## Problem
Continue the research overview on geochemistry and mineralogy, starting right after its final sentence.

## Text excerpt
***
Research

Research Overview

My research aims to solve environmental problems using tools in Geochemistry and Mineralogy. I examine the formation of minerals in natural environments and the interactions of these minerals with toxic contaminants, focusing on changes in crystal structure, chemistry, reaction mechanisms, and reaction rates. My work aspires to solve problems such as the remediation of mine waste, the treatment of wastewater, the use of minerals in energy technology.
***
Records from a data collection
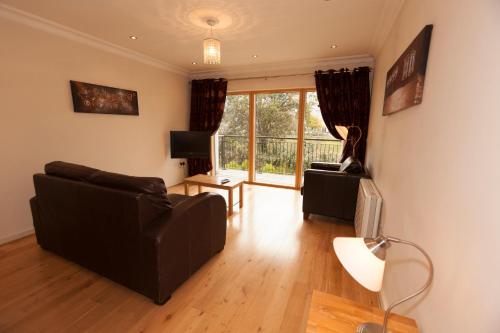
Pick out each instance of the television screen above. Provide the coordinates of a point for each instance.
(189, 144)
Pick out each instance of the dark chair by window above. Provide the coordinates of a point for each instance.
(331, 189)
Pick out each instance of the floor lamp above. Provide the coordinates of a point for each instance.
(364, 259)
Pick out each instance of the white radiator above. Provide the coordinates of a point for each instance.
(368, 207)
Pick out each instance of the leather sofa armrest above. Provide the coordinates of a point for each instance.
(325, 166)
(177, 243)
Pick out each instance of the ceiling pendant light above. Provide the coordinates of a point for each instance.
(211, 46)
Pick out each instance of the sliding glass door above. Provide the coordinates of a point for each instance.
(232, 139)
(276, 119)
(270, 137)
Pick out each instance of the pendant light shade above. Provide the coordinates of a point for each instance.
(211, 51)
(211, 46)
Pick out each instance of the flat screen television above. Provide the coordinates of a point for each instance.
(189, 144)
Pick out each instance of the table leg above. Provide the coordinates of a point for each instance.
(230, 202)
(241, 195)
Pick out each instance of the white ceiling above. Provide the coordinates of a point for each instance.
***
## Result below
Research Projects

1. Manganese oxides and their applications


Manganese oxides participate in cation exchange and redox reactions. These properties lend them to applications in the uptake of contaminant metals such as lead, zinc, and nickel. Their redox properties also make them important in the oxidation of water during photosynthesis, and consequently, a contender for water oxidation in solar cell technology. I collect natural manganese oxides from acid mine drainage remediation sites and similar environments where manganese oxides form, along with synthesizing manganese oxides in the laboratory. These materials are especially difficult to characterize due to their poor crystallinity, small particle size, and presence of three oxidation states for Mn (2+, 3+, 4+). I have worked on characterizing these samples with unparalleled detail in order develop a suite of techniques to understand the relationship between crystal structure and Mn oxidation state. I then examine the effects of manganese oxide properties on the uptake of metals to evaluate their effectiveness in contaminant uptake.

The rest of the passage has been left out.